─── Texte fourni
Jazz : Le tropisme français

La France a toujours constitué un pôle d’attraction pour les musiciens américains, et cela, dès les débuts du jazz. Non que le public de chez nous ait manifesté, au cours des ans, une réceptivité supérieure à celle de ses voisins européens. Mais le prestige de Paris, l’action d’organisateurs de concerts aussi déterminés et passionnés que le furent, entre autres, Hugues Panassié, Charles Delaunay ou, plus près de nous, Frank Ténot, autant de facteurs qui exercèrent sans conteste une influence déterminante. Trois productions récentes viennent, une fois encore, en témoigner.
──────
- [Objectif 1]
D'après le texte sur le jazz et la France, quel facteur, outre l'action d'organisateurs de concerts, a exercé une influence déterminante sur l'attrait de la France pour les musiciens américains ?
- [Objectif 2]
Indiquez si chacun des énoncés suivants concorde avec le texte sur le jazz et la France, en répondant par oui ou par non et en citant les mots décisifs du texte. (a) Le public français s'est montré plus réceptif au jazz que ses voisins européens. (b) Charles Delaunay compte parmi les organisateurs de concerts mentionnés. (c) Trois productions récentes témoignent de l'attrait de la France pour les musiciens américains.
- [Objectif 3]
Poursuivez le texte sur le jazz et la France à partir de sa dernière phrase.
─── Données fournies
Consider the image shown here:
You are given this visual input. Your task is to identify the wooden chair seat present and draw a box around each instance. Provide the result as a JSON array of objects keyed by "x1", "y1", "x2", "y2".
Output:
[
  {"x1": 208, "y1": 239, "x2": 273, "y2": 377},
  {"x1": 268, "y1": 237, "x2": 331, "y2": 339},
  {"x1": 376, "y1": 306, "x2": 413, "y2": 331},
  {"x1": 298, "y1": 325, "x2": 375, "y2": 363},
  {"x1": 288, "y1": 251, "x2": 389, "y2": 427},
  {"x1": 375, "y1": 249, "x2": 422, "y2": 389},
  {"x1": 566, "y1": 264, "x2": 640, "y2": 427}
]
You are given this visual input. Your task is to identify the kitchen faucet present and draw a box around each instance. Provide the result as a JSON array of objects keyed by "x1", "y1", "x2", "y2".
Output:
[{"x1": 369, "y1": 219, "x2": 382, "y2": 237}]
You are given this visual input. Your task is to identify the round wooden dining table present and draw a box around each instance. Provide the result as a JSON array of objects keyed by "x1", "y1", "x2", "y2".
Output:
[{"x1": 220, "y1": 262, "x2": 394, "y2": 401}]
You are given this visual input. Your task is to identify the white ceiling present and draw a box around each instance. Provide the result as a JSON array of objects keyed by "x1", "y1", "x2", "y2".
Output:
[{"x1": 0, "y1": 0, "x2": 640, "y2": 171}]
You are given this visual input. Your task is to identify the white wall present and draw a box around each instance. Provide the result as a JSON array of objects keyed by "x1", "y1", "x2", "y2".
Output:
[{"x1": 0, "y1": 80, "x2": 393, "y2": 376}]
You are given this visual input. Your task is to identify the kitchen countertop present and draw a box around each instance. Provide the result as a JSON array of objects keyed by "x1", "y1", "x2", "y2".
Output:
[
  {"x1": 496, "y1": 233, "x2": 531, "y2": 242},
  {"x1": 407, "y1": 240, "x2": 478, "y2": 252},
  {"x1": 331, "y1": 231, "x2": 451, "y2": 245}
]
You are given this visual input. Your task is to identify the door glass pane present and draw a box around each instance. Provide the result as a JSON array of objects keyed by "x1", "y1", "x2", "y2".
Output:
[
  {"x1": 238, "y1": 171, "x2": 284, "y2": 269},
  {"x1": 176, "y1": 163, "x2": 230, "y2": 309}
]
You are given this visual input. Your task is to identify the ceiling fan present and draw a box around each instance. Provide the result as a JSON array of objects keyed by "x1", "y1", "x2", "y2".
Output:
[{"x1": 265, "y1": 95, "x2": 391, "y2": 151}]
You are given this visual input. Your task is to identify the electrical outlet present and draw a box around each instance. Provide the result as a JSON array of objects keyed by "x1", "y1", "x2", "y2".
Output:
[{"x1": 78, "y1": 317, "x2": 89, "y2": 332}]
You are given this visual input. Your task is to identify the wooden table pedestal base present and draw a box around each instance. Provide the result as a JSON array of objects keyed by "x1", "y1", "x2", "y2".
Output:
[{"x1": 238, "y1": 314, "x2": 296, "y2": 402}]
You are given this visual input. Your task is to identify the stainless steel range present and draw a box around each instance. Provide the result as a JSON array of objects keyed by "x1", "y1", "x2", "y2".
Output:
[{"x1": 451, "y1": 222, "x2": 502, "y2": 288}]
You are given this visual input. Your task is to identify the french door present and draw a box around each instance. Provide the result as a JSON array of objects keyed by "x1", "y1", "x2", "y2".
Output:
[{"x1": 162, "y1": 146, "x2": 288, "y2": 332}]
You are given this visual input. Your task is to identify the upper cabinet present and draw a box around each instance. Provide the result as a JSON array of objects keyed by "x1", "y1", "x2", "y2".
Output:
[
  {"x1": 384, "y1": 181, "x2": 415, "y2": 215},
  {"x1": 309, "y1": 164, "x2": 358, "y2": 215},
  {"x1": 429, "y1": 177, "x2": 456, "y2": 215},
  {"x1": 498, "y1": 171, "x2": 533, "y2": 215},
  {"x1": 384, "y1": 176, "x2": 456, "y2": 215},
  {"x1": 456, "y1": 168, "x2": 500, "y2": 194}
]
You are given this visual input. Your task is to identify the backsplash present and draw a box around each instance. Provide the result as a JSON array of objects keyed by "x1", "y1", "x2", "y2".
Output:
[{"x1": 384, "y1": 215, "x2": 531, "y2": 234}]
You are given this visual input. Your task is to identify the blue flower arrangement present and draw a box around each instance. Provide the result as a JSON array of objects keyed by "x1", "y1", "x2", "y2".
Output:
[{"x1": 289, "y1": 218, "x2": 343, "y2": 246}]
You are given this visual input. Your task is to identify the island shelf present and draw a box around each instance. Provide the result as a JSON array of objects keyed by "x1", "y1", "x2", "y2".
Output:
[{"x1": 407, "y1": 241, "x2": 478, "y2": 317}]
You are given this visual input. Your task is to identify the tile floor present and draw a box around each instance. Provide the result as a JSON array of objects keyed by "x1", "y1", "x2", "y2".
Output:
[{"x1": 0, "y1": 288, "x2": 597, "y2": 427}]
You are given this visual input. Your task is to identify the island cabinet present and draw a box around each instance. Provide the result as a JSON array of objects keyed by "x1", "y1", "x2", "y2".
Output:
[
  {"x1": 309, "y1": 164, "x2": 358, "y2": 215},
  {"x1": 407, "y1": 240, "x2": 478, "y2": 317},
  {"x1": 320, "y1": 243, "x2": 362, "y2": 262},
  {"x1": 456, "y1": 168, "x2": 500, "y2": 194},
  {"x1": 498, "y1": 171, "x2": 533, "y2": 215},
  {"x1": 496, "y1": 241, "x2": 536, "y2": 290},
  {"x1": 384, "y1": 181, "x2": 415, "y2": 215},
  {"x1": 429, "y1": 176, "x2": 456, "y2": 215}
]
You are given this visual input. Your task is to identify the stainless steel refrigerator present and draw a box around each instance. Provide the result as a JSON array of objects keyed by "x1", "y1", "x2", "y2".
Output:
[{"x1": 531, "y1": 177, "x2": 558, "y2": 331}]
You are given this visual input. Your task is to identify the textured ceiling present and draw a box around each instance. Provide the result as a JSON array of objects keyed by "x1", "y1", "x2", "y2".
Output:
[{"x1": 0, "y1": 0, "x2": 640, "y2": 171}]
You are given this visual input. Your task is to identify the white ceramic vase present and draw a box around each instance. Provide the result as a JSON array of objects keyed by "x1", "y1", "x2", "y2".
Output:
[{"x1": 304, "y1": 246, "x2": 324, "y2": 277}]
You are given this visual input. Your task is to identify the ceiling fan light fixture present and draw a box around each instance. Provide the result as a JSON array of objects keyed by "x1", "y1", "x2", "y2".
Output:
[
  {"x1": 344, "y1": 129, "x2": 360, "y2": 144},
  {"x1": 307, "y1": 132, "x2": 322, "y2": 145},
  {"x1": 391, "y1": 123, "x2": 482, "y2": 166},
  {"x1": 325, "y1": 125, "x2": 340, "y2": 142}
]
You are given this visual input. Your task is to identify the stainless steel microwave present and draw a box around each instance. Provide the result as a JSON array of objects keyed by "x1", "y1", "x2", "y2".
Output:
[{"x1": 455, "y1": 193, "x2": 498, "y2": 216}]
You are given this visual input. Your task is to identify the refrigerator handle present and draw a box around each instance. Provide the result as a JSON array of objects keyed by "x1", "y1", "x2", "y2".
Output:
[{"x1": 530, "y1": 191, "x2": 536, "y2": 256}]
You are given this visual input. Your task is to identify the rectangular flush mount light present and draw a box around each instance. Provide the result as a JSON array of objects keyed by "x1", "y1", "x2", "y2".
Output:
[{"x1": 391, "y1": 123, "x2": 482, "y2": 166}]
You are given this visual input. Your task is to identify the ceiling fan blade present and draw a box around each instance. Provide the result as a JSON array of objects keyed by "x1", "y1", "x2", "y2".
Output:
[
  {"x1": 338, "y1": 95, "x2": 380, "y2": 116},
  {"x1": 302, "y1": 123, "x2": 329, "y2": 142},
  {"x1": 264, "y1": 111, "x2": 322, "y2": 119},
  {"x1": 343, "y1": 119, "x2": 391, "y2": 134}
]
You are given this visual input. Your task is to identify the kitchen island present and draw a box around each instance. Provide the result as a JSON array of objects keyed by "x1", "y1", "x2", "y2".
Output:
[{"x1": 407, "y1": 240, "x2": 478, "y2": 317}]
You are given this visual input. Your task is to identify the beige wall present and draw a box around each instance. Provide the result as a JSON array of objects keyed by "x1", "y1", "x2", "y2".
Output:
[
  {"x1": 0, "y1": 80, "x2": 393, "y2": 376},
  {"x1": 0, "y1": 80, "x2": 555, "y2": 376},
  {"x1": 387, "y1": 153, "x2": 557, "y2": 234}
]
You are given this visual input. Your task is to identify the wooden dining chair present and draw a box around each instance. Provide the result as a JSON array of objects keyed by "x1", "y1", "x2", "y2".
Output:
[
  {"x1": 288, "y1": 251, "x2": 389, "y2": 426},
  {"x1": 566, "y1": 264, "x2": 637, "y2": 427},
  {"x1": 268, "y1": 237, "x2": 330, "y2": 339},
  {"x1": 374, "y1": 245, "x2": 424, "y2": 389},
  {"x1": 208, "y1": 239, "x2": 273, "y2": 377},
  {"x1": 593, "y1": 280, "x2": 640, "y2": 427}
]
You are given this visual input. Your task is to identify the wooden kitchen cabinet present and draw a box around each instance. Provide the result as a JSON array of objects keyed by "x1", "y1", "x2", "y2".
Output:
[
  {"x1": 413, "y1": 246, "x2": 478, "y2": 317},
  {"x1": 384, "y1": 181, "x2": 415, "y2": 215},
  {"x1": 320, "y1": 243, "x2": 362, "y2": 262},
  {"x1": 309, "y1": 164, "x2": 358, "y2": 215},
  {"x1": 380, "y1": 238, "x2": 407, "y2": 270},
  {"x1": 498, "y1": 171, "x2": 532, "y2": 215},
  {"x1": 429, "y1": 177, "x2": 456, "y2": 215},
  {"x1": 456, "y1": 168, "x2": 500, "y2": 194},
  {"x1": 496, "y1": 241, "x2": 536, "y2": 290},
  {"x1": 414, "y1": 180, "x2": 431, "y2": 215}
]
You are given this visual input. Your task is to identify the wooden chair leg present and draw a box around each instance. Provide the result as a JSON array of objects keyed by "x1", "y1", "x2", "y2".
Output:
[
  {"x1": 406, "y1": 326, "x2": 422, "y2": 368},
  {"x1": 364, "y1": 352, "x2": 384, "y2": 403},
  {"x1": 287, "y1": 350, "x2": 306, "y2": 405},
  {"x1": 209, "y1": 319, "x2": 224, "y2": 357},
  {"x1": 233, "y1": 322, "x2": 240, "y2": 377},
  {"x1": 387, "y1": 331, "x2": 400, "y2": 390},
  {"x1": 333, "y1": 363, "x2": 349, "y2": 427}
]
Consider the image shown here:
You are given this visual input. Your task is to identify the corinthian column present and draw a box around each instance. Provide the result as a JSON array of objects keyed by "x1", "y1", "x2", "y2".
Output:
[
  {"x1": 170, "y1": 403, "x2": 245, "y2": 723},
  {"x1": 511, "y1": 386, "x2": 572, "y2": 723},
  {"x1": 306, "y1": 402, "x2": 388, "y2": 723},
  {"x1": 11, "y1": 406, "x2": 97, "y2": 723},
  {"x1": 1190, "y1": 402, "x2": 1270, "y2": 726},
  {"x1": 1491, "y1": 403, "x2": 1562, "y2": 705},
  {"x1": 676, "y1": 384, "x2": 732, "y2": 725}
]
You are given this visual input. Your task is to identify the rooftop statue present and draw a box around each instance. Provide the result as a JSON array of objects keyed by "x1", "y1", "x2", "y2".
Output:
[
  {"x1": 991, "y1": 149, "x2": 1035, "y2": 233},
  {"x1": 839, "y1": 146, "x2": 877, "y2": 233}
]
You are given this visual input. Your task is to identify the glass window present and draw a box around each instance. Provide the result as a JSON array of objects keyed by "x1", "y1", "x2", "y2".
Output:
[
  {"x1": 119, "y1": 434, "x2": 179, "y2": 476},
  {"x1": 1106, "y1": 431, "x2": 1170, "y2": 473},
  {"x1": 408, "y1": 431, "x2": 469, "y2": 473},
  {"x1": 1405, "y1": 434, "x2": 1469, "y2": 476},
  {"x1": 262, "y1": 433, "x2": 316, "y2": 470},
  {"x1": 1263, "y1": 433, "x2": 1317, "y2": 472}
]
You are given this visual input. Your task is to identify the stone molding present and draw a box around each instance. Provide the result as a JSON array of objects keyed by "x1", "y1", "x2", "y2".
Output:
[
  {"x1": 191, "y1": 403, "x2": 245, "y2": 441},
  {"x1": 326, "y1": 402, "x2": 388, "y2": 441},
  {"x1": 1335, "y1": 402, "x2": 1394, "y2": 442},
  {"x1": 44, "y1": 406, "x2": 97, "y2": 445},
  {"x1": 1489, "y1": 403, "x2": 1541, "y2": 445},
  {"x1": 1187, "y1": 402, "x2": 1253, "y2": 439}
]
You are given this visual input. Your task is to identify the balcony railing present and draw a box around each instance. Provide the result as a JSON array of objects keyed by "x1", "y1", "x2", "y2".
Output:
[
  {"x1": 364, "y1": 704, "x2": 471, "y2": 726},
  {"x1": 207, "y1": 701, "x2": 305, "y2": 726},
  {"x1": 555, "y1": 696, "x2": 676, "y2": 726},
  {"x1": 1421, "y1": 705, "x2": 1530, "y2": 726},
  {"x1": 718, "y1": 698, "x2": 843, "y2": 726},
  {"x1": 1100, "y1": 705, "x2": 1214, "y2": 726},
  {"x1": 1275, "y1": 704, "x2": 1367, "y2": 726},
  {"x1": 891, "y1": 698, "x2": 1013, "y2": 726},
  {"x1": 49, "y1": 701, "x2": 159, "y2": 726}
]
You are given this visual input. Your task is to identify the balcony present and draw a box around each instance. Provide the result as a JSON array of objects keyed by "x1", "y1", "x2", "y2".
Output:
──────
- [Réponse finale 1]
Le prestige de Paris.

- [Réponse finale 2]
(a) Non : « Non que le public de chez nous ait manifesté, au cours des ans, une réceptivité supérieure à celle de ses voisins européens. »
(b) Oui : « Hugues Panassié, Charles Delaunay ou, plus près de nous, Frank Ténot »
(c) Oui : « Trois productions récentes viennent, une fois encore, en témoigner. »

- [Réponse finale 3]
Saluons d’abord comme il convient la poursuite de la publication, sous l’égide de l’omniscient Daniel Nevers, de l’intégrale de Louis Armstrong (1). Elle en est à son quatorzième volume et propose des enregistrements couvrant la période de la fin 1947 jusqu’à mars 1948. Soit, en trois disques, la production du trompettiste et chanteur entouré de son All-Stars de l’époque, probablement le meilleur qu’il ait jamais eu. Qu’on en juge : Jack Teagarden (tb, voc), Barney Bigard (cl), Earl Hines, succédant à Dick Cary (p), Arvell Shaw (b) et  Big Sid Catlett (dms) lui donnent la réplique. Sans compter, sur certaines plages, la chanteuse Velma Middleton.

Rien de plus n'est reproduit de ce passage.